WORK TO COMPLETE -> Format everything from the line containing "Exercise. Put one point on each instance of the white wristband" down to the line containing "point(143, 244)", both inclusive, as a JSON array of strings, one string per line, omitting blank lines.

RECORDS FOR PROCESSING ->
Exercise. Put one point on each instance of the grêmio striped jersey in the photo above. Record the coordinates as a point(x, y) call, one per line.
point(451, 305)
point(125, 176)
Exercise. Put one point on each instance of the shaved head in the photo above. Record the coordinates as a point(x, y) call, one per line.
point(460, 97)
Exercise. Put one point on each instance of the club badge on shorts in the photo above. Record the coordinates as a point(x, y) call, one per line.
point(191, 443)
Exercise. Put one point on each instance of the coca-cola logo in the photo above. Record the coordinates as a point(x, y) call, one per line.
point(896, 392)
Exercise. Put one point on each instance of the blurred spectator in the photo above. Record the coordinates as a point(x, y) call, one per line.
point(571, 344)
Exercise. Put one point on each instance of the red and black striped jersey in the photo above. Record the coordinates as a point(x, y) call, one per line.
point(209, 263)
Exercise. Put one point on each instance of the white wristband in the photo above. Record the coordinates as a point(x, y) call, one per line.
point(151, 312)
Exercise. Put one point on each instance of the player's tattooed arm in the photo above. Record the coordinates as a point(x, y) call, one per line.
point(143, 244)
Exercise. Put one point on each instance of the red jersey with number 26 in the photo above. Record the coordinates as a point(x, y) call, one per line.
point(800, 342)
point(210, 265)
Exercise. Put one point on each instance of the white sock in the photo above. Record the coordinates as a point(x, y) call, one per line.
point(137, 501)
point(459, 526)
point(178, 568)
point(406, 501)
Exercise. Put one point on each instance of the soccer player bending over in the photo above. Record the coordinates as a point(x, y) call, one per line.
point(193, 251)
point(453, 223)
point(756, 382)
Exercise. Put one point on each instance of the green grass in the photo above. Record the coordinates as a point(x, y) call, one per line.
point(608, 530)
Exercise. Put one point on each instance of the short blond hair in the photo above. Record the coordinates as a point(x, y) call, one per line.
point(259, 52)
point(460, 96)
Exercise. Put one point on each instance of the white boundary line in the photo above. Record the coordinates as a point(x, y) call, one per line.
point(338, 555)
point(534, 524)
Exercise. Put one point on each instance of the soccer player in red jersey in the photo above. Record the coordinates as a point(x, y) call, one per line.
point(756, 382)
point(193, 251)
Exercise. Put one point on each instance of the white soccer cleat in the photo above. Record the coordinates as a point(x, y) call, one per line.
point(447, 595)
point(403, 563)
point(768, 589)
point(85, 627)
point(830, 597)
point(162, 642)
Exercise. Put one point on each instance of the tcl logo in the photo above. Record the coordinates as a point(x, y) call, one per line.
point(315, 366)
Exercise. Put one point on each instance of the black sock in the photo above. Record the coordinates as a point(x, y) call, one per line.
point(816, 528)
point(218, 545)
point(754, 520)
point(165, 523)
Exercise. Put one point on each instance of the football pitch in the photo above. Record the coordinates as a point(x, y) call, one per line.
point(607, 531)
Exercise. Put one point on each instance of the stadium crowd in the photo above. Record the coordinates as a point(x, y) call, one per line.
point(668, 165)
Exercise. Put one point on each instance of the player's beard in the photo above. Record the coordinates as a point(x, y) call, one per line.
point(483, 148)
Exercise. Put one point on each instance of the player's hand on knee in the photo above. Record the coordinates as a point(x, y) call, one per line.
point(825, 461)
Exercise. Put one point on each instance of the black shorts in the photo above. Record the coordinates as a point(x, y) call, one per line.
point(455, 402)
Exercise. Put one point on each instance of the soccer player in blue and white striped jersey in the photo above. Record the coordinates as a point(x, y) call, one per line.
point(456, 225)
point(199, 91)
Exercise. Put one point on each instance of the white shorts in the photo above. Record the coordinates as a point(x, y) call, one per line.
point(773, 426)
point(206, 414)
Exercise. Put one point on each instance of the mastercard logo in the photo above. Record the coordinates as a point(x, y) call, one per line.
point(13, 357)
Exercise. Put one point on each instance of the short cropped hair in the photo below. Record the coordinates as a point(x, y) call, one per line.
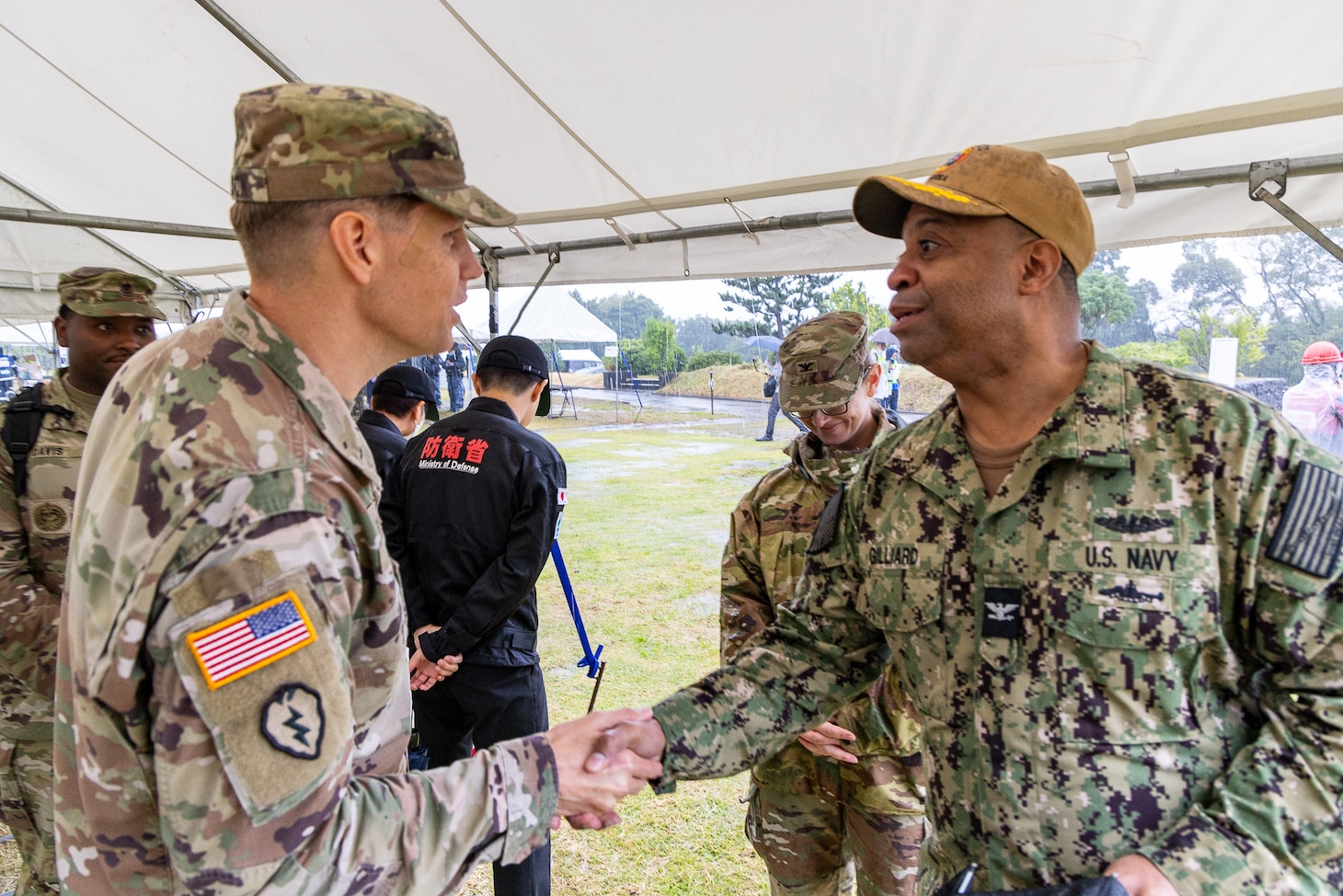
point(277, 238)
point(394, 405)
point(507, 380)
point(1066, 276)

SOLUTION TO THE EXERCISE ->
[
  "Exercise. Put one point on each instance of the white wristband in the photo above. Record the coordinates as a point(x, y) call, one per line.",
  "point(151, 312)",
  "Exercise. Put one point on each instance of the player's tattooed arm in the photo above. Record the coordinates as a point(x, y) call, one per line.",
  "point(143, 244)"
]